> [Exercise details]: Select and copy every line of the items below that contains the word "object". Only matches with the same capitalization count.

---- Data supplied

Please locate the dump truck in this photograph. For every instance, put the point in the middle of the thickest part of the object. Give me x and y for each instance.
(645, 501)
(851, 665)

--------
---- Data supplied

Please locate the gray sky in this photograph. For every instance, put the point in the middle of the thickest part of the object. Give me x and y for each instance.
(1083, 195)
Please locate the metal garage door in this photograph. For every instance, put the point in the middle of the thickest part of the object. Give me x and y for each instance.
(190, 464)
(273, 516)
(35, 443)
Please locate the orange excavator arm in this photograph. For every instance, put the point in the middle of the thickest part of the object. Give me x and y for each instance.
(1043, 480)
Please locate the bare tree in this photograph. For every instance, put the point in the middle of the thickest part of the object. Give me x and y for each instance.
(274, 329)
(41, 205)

--------

> [Correct output]:
Please locate the dump truck in this photograph. For every instance, put the point in the middle of the thickest part of the object. Give me x and y for each instance.
Please locate the gray sky in this photograph. For every instance, put the point in the middle of the thickest part of the object. Give me x and y for each instance.
Please locate the metal garage door in this photograph. For every instance, put the point in the middle of the thickest part of the object. Give me x and y for each instance.
Please locate the orange excavator arm in this photograph. For every instance, put the point in the middle of the thickest part of the object. Give me x and y for each instance.
Please locate the bare tree in this photograph. For every instance, put the point in the middle of the thickest part of the object. Give me x and y for each instance.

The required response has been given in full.